■ Excerpted text:
----------------

Trump Reaches for Checkbook Diplomacy to Counter China

Washington ramps up development finance to offer countries an alternative to Beijing’s deep pockets.

Chinese President Xi Jinping speaks in Beijing on May 14, 2017. (Damir Sagolj/AFP/Getty Images)
Chinese President Xi Jinping speaks in Beijing on May 14, 2017. (Damir Sagolj/AFP/Getty Images)

In a stark reversal, the “America First” administration of U.S. President Donald Trump has ramped up Washington’s ability to compete with China in financing development around the world, pushing back against what administration officials have called Beijing’s “debt trap diplomacy.”

Trump over the weekend signed legislation that will modernize and expand U.S. development finance, essentially doubling its financial firepower and creating a new agency with a host of authorities. The new entity, which will merge the existing Overseas Private Investment Corporation (OPIC) and the Development Credit Authority, will make it easier for the U.S. government to encourage private sector investment in countries where Chinese largesse has for years been used to win influence.

“In the Obama administration … we had developed a very clear wish list to optimize its impact, and pretty much everything on that list is being accomplished in this act,” said Elizabeth Littlefield, who headed OPIC from 2010 to 2017.

----------------

■ Task details:
Reproduce the part of the article on U.S. development finance starting with "Trump over the" and going on through "2010 to 2017.", word for word.

----------------

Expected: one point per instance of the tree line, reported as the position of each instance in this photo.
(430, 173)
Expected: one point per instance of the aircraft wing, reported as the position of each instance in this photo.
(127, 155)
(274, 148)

----------------

■ Task solution:
Trump over the weekend signed legislation that will modernize and expand U.S. development finance, essentially doubling its financial firepower and creating a new agency with a host of authorities. The new entity, which will merge the existing Overseas Private Investment Corporation (OPIC) and the Development Credit Authority, will make it easier for the U.S. government to encourage private sector investment in countries where Chinese largesse has for years been used to win influence.

“In the Obama administration … we had developed a very clear wish list to optimize its impact, and pretty much everything on that list is being accomplished in this act,” said Elizabeth Littlefield, who headed OPIC from 2010 to 2017.